RECORD EXTRACTS below:

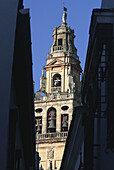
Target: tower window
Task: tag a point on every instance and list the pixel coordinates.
(57, 80)
(51, 120)
(39, 124)
(59, 41)
(64, 122)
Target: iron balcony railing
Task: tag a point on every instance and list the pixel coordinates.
(56, 135)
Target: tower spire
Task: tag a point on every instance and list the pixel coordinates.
(64, 13)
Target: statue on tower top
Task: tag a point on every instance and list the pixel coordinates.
(64, 15)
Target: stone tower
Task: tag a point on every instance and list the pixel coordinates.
(61, 93)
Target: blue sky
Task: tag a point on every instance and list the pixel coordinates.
(45, 15)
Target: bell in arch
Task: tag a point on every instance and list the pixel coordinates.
(65, 124)
(51, 124)
(38, 129)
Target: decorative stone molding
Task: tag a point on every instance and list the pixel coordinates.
(50, 154)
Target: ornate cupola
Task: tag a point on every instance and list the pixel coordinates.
(63, 40)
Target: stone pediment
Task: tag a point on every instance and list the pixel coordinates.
(55, 62)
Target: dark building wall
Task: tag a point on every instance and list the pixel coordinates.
(17, 130)
(8, 15)
(98, 92)
(107, 4)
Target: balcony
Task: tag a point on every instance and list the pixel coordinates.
(58, 135)
(58, 48)
(56, 89)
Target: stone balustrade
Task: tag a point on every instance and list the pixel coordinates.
(54, 96)
(58, 48)
(56, 135)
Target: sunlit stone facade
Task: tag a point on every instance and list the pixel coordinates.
(61, 87)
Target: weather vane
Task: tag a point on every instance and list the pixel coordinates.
(64, 9)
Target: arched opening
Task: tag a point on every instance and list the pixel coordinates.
(51, 120)
(64, 122)
(57, 80)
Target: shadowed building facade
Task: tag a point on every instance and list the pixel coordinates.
(61, 88)
(96, 115)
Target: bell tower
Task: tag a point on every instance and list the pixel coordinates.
(61, 93)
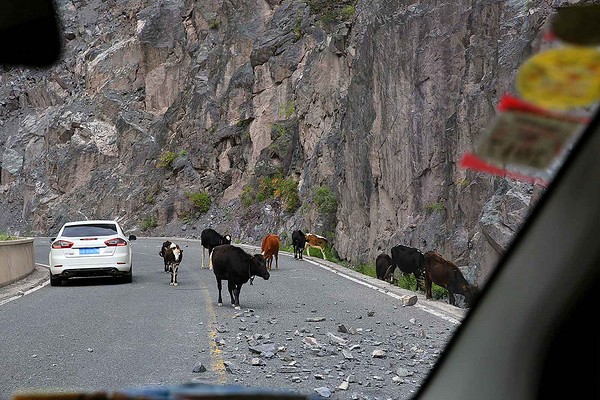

End of RECORD EXTRACTS.

▶ _EXERCISE INSTRUCTIONS_
Please transcribe every record above exactly as written, leaving out the pictures.

▶ _SOLUTION TO THIS TASK_
Target: tower window
Task: tag a point on every instance and list the pixel coordinates.
(57, 80)
(51, 120)
(39, 124)
(59, 41)
(64, 122)
Target: iron balcony railing
Task: tag a point on every instance and list the pixel coordinates.
(56, 135)
Target: tower spire
Task: tag a point on every instance and list the pixel coordinates.
(64, 13)
Target: statue on tower top
Task: tag a point on every instance and list the pixel coordinates.
(64, 15)
Target: stone tower
Task: tag a point on every instance and list the pixel coordinates.
(61, 93)
Target: blue sky
Task: tag a point on every instance and list the pixel coordinates.
(45, 15)
Target: bell in arch
Task: tag a point on every instance and list the pixel coordinates.
(65, 124)
(51, 124)
(38, 129)
Target: decorative stone molding
Task: tag a point on every instance and list the pixel coordinates.
(50, 154)
Target: ornate cupola
Task: tag a point on every instance and list the pixel coordinates.
(63, 40)
Target: stone pediment
Task: tag a point on every instance and list the pixel coordinates.
(55, 62)
Target: dark building wall
Task: tag a point on every instance and list the pixel coordinates.
(17, 130)
(8, 15)
(98, 92)
(107, 4)
Target: balcony
Task: tag a point on every instance and list the pixel coordinates.
(58, 135)
(58, 48)
(56, 89)
Target: stone balustrade
Task: tag a point on every instance and list the pixel coordinates.
(54, 96)
(58, 48)
(56, 135)
Target: sunlit stone facade
Task: tag a point on every instance and list the pixel coordinates.
(61, 87)
Target: weather vane
Task: tag a point on every instance and list the pixel coordinates.
(64, 9)
Target: arched opening
Task: tag a point on every instance and list the pixel coordinates.
(51, 120)
(64, 122)
(57, 80)
Target: shadowed building facade
Task: tag a point on every instance and list the pixel coordinates.
(61, 88)
(96, 115)
Target: bell tower
Task: tag a point on every instance and list the pixel coordinates.
(61, 93)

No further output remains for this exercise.